Work to complete: Change "dataset" to "data collection" in the stretch of the dataset download thread from "Though I need" through "knows about it.", and write out that stretch.

***** Excerpted passage *****

Though I need your help to know if I could download the entire dataset without the need to subscribe for IEEE DataPort or AWS? And if yes, how could that be?

Please help me know if anyone else knows about it.
Thanks.

Submitted by Vibhu Kumar on Thu, 12/03/2020 - 07:19

Hello Vibhu. You don't need any kind of subscription to IEEE DataPort to download the dataset. All you need is a normal IEEE.org account. The dataset is open access; therefore, no subscription is required.

You can access the AWS S3 bucket via the command line (this comment may help you out here: https://ieee-dataport.org/open-access/coronavirus-covid-19-geo-tagged-tw...).

Else, you can write to IEEE DataPort via this page (https://ieee-dataport.org/contact) and ask for other ways to download the entire dataset.

Submitted by Rabindra Lamsal on Sat, 12/05/2020 - 00:43

Dear Rabindra,
Thank you for developing this dataset and the Hydrate app.
However, when I download the "ready datast"from the google drive, the Hydreate app warned that the "invalid line 1 from the file".
Any solutions on this matter? Thanks!

***** Supplied entries *****

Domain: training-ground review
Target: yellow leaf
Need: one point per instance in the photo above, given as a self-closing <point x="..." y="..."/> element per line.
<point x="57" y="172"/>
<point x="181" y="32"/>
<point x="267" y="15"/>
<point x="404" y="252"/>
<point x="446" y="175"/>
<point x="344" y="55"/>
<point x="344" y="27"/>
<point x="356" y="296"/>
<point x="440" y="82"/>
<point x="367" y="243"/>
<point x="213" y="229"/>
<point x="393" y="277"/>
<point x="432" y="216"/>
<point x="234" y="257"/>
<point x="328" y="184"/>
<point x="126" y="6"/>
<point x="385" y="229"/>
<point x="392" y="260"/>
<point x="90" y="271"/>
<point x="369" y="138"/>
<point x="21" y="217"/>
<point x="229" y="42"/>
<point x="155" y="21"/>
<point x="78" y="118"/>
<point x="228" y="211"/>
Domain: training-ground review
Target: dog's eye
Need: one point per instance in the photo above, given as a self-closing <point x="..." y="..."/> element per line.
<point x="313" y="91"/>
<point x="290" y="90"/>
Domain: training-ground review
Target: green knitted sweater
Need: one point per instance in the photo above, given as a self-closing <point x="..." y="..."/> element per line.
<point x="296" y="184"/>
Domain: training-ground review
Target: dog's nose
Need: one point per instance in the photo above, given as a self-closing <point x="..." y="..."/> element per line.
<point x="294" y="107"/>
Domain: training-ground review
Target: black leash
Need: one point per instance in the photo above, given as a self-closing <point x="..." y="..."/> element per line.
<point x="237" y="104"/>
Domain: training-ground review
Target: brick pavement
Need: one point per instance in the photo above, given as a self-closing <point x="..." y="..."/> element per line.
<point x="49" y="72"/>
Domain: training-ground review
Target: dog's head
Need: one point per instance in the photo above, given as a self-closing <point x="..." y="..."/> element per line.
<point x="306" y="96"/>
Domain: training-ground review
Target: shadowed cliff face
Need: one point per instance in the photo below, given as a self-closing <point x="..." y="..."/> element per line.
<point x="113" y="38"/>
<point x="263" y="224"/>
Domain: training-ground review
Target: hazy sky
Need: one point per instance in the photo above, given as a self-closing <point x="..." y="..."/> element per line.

*****

Solution to the exercise:
Though I need your help to know if I could download the entire data collection without the need to subscribe for IEEE DataPort or AWS? And if yes, how could that be?

Please help me know if anyone else knows about it.